Problem requirements:
Write out the material below exactly, beginning at the line that contains "Where can you see the usa" and ending with its last line, both ends included; write nothing else.

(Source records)
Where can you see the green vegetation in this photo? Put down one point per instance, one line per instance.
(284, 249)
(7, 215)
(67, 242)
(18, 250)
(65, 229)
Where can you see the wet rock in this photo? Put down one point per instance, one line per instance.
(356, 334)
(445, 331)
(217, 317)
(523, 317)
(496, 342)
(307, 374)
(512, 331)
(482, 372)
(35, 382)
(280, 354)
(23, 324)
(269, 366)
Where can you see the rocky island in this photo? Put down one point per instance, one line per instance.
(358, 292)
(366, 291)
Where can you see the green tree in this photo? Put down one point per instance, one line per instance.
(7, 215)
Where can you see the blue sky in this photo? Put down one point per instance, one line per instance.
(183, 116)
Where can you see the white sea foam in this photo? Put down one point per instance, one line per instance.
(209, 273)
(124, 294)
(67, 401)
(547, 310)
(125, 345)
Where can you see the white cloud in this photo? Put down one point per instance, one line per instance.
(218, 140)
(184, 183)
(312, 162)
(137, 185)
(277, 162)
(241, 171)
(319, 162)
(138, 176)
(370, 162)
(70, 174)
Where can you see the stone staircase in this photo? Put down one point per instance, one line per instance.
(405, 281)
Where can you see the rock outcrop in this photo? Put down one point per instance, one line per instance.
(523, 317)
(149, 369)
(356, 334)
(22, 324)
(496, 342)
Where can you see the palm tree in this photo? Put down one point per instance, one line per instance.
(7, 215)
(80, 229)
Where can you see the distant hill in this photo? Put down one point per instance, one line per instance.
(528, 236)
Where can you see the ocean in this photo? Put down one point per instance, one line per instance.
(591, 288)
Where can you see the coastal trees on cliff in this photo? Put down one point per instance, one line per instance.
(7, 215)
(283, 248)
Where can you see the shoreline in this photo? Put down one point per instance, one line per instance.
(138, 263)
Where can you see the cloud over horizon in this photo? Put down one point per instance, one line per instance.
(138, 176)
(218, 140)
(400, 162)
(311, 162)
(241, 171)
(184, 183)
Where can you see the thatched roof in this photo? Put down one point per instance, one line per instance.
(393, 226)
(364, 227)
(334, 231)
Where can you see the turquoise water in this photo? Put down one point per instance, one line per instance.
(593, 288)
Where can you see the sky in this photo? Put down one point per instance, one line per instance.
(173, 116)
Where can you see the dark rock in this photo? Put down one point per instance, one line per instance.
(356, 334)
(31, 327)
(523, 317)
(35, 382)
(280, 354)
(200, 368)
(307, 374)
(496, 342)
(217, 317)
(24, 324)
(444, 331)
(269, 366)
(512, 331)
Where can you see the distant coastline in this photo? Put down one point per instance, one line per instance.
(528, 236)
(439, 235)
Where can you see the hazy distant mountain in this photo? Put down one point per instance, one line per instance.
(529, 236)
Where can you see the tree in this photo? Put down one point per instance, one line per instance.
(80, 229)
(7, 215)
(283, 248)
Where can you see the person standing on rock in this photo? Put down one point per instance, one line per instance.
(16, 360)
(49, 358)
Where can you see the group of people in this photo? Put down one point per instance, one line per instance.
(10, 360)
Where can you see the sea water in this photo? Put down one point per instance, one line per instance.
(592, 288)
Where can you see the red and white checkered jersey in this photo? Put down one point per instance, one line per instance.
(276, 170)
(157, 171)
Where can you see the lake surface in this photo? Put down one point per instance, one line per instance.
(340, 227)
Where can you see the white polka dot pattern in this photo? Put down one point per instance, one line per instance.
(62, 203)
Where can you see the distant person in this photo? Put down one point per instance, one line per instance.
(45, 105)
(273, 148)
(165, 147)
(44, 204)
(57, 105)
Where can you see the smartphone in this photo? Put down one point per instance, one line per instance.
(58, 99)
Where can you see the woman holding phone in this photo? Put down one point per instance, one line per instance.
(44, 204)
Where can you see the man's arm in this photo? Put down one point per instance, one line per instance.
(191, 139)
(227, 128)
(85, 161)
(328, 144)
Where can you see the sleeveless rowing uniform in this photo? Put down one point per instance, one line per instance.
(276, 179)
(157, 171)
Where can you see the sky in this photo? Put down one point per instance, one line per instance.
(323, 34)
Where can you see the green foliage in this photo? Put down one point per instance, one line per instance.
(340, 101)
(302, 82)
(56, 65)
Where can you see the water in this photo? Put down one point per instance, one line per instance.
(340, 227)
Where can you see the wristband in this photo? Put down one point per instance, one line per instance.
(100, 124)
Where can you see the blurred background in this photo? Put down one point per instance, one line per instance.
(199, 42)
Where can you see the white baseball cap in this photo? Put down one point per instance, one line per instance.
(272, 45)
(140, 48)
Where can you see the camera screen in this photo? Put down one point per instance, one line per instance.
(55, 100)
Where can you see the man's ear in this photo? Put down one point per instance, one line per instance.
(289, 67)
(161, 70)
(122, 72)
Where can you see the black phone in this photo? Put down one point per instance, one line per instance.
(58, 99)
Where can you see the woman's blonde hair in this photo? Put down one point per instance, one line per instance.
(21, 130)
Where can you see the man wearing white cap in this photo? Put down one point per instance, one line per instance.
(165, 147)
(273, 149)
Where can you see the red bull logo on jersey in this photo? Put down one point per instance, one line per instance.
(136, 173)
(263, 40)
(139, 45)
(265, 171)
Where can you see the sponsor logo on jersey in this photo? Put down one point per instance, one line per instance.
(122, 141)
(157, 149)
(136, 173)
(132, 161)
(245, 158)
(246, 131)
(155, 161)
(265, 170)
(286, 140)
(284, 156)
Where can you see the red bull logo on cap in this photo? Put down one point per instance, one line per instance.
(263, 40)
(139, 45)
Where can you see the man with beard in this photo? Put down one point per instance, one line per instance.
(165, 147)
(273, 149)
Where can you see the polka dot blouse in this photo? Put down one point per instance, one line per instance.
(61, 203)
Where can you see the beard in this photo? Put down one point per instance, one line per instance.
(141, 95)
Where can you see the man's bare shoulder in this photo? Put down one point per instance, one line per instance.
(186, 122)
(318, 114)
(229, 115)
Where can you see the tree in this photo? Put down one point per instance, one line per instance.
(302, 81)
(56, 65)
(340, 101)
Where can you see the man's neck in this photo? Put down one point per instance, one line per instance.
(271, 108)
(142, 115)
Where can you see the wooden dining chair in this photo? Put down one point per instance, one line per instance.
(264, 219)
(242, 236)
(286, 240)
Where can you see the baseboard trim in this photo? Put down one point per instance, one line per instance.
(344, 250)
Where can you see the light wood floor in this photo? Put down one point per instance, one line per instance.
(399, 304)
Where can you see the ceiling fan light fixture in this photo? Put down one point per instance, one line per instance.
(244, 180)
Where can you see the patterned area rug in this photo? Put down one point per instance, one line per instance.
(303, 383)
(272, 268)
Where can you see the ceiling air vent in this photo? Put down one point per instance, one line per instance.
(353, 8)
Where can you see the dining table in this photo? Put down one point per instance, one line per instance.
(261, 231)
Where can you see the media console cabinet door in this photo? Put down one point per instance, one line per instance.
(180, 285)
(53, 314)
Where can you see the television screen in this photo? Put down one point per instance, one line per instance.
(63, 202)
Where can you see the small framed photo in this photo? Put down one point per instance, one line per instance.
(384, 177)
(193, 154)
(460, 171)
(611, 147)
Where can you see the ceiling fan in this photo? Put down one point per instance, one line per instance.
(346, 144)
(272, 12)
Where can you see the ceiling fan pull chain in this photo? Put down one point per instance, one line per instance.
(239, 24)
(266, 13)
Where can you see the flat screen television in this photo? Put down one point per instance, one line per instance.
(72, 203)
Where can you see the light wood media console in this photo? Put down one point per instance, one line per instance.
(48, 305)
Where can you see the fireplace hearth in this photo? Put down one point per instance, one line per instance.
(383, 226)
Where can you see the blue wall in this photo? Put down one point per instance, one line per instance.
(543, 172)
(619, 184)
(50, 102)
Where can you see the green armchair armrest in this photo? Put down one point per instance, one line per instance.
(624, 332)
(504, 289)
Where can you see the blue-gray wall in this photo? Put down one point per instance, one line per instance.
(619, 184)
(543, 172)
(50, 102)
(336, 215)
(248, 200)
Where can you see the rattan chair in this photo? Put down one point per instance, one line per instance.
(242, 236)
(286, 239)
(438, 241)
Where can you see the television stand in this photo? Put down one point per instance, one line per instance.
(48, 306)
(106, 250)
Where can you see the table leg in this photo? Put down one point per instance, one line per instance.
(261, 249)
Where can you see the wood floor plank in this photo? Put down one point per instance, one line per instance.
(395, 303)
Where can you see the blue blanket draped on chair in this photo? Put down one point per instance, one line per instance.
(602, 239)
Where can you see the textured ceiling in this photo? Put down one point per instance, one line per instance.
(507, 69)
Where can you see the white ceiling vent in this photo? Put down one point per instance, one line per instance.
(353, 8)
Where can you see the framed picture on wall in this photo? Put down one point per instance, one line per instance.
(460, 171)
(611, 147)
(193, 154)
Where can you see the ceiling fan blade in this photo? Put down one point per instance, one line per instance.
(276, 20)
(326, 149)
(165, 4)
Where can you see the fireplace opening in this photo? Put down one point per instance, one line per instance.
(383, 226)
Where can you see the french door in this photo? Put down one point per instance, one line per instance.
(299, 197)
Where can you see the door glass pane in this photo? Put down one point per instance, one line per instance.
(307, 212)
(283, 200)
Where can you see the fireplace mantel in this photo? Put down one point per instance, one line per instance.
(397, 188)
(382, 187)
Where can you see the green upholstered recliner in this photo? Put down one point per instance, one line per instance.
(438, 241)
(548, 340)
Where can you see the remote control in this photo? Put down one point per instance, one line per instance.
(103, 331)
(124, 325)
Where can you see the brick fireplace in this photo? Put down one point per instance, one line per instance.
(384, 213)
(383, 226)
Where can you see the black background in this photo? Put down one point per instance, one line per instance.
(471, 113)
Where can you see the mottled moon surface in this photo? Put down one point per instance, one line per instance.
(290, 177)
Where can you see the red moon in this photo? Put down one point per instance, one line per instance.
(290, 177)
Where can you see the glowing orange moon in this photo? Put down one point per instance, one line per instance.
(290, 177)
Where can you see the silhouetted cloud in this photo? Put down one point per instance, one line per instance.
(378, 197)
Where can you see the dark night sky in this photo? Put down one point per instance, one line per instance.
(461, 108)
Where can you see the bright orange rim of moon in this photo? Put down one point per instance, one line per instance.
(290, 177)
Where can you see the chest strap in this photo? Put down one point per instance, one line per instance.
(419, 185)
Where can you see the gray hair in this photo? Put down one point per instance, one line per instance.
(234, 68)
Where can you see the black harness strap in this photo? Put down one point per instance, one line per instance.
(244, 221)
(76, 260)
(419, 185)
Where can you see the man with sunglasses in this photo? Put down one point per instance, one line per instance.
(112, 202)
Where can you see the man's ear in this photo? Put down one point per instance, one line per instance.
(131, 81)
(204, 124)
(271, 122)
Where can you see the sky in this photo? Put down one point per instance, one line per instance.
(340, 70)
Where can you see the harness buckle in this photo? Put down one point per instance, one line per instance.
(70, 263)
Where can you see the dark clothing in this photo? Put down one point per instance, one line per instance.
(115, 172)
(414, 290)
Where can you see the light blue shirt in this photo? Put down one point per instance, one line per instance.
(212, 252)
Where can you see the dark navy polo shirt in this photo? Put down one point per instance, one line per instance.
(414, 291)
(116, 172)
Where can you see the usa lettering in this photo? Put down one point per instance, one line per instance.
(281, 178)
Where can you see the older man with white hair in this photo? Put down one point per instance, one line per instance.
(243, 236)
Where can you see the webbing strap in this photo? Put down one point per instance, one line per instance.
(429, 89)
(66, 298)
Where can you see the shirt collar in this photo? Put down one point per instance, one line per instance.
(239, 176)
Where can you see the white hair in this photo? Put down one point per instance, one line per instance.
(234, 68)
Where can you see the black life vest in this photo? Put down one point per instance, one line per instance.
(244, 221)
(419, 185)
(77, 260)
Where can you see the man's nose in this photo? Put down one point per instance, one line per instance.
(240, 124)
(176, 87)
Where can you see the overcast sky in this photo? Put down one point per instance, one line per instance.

Completed exercise:
Where can you see the usa lettering in this photo? Put down one point per instance, one line per instance.
(281, 178)
Where can you see the older man with white hair in this photo? Put down one point per instance, one line per instance.
(243, 236)
Where can you see the webbing strap in this photo? Put down one point per instance, one line per instance.
(429, 89)
(66, 298)
Where can you see the shirt collar in this photo? Put down one point per instance, one line per instance.
(239, 176)
Where can you see the white hair in this photo? Put down one point per instance, one line per instance.
(234, 68)
Where can you see the black life vest in this photo? Put down one point per instance, one line per instance.
(244, 221)
(419, 185)
(77, 260)
Where can you see the man's nose in this photo? Put down one point per instance, one line per instance.
(240, 124)
(176, 87)
Where can you see the overcast sky in this photo? Put down one point per instance, one line per instance.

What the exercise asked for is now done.